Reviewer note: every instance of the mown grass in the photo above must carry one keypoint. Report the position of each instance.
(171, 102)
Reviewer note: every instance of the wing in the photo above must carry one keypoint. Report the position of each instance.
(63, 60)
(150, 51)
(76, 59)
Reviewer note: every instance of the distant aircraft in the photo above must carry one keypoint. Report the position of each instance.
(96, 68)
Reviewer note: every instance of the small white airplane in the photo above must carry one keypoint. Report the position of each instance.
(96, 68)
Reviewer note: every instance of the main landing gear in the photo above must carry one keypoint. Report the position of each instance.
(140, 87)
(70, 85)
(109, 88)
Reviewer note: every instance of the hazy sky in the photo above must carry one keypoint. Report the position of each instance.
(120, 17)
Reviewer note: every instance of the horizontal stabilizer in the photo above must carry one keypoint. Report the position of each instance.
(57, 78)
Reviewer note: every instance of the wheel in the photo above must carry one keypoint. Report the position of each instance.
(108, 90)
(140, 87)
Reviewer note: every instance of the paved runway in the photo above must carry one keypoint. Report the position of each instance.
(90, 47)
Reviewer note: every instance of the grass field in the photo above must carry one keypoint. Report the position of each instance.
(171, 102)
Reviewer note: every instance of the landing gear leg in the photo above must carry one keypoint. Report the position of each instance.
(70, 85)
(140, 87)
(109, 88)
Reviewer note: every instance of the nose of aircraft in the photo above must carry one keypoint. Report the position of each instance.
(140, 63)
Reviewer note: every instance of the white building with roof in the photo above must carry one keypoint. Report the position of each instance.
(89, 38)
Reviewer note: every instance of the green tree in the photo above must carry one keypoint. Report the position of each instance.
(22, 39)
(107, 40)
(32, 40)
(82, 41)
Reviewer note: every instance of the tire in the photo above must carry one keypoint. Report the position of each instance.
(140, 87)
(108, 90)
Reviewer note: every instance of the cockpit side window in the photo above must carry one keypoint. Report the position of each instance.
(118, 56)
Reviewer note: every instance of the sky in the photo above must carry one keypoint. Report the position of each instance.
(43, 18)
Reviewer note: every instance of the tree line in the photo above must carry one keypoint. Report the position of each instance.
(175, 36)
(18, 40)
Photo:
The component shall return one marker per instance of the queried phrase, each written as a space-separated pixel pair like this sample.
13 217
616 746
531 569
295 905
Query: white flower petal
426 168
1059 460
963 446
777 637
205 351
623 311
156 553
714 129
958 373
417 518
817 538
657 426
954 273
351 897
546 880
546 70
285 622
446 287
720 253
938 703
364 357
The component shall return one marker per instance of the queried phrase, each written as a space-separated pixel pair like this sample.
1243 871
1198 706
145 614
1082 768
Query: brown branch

**EXERCISE GOAL**
Would you mind copying all of the records exactly?

**EXERCISE RESPONSE**
Reviewer note: every instance of the mown grass in the photo above must carry one keypoint. Report the position of each instance.
(171, 102)
Reviewer note: every instance of the wing in the photo above must carry one keypoint. Report the position of each instance.
(63, 60)
(150, 51)
(76, 59)
Reviewer note: every instance of the distant aircraft in the photo above must carry one keypoint. Report the position of each instance.
(96, 68)
Reviewer note: every instance of the small white airplane in the photo above must carry one keypoint. Report the position of each instance.
(96, 68)
Reviewer note: every instance of the main landing gear in the photo above must carry one keypoint. Report the position of each instance.
(140, 87)
(70, 85)
(109, 88)
Reviewer note: every instance of the hazy sky in the photo above must carry one keypoint. Report the position of each instance.
(120, 17)
Reviewer note: every instance of the horizontal stabilizer in the photo above must carry one keypoint. Report the position of each instance.
(57, 78)
Reviewer note: every instance of the wheel in the photo above must carry one keypoint. Report the position of each instance.
(108, 90)
(140, 87)
Reviewer note: every instance of the paved runway in the photo above must carry one keypoint. Report the position of each instance.
(90, 47)
Reviewer note: every instance of the grass field in the photo above must carry one keypoint. Report the position of each instance.
(171, 102)
Reviewer note: every instance of the landing gear leg in the photo above must carry one keypoint. Report the position of each instance.
(70, 85)
(140, 87)
(109, 88)
Reviewer note: every instance of the nose of aircraft in the photo above must carry one keypoint. Report the position of each instance.
(140, 63)
Reviewer note: every instance of the white building with roof in the photo above must carry one keypoint. Report the position of each instance.
(89, 38)
Reviewer note: every instance of the green tree in the photo above must carry one keypoint. Report the position of each instance.
(22, 39)
(107, 40)
(32, 40)
(82, 41)
Reviewer note: every instance of the tire in the photo above must carry one keypoint. Report the position of each instance.
(140, 87)
(108, 90)
Reviewer note: every instance of the cockpit side window in the photo above must carry one keypoint. Report the position of each instance.
(118, 56)
Reviewer note: every instance of the sky in the photo above must carry one keypoint. Report the position of each instance.
(43, 18)
Reviewer note: every instance of the tree line in the photo above must carry one keypoint. Report the position of each instance.
(175, 36)
(18, 40)
Photo:
The component shall return one marker per instance of the queried phrase, each written as a space-separated pixel pair like this sample.
13 217
616 746
531 569
295 905
Query: white flower petal
426 168
1059 460
963 446
777 637
205 351
623 311
156 553
714 129
958 373
417 518
817 538
657 426
954 273
351 897
546 880
546 70
285 622
446 287
720 253
938 703
364 357
The component shall return one marker per instance of the queried phrase, each written as a space-separated pixel pair like this sample.
1243 871
1198 706
145 614
1082 768
Query: brown branch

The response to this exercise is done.